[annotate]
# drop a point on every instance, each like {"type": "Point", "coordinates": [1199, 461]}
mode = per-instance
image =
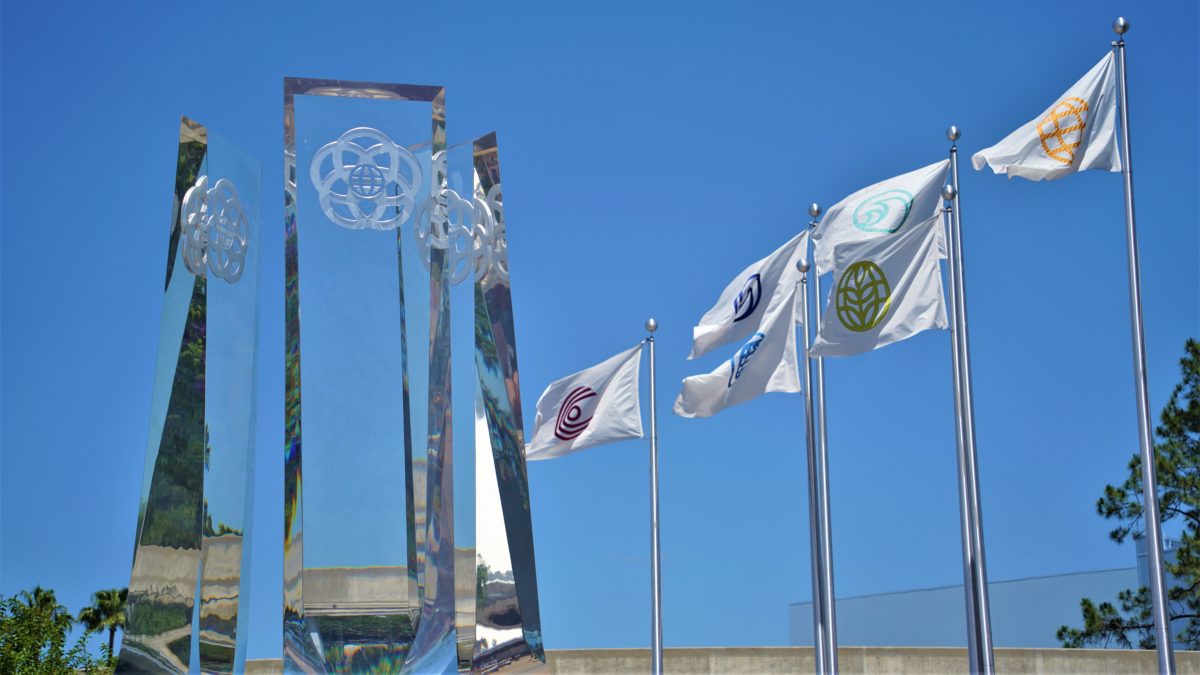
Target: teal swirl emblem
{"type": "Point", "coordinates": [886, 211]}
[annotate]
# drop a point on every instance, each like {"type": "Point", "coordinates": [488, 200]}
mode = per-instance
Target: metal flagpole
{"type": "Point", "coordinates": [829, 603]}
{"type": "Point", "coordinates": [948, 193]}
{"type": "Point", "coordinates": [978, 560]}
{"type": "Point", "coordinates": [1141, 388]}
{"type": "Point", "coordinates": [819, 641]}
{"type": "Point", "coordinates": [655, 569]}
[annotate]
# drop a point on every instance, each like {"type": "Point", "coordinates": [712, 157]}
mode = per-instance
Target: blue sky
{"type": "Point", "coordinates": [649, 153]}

★ ★ ★ ★

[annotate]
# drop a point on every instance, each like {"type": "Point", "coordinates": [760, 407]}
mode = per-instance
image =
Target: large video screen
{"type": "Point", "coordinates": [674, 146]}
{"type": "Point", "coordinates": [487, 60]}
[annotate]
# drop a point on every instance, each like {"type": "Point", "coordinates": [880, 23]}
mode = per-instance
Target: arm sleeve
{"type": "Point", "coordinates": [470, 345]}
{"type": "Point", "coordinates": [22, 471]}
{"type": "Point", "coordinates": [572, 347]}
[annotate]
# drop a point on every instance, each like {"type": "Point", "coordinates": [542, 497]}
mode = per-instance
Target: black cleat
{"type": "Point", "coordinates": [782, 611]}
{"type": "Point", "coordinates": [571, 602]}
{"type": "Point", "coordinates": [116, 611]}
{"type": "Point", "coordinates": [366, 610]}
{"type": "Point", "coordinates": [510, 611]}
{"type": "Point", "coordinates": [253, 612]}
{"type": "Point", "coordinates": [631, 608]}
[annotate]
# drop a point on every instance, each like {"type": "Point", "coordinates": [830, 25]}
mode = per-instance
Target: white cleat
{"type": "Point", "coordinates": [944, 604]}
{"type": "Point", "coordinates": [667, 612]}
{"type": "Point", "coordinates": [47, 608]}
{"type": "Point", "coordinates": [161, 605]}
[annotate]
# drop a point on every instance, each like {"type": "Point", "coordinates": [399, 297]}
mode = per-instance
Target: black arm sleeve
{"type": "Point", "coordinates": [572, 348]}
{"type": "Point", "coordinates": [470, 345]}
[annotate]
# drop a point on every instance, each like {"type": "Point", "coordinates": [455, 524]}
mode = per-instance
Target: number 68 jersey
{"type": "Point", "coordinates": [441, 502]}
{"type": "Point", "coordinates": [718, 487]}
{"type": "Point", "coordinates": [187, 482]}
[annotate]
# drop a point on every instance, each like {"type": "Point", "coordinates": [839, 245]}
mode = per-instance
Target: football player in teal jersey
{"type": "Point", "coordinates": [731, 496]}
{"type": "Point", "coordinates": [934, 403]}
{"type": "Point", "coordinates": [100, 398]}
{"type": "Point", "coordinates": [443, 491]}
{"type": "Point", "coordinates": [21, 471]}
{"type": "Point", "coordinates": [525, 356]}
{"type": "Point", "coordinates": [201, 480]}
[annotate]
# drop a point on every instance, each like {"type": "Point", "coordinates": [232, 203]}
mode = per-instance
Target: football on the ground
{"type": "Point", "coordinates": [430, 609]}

★ ★ ★ ★

Pull out every line of the records containing the string "black", matching case exactly.

Target: black cleat
Target: black arm sleeve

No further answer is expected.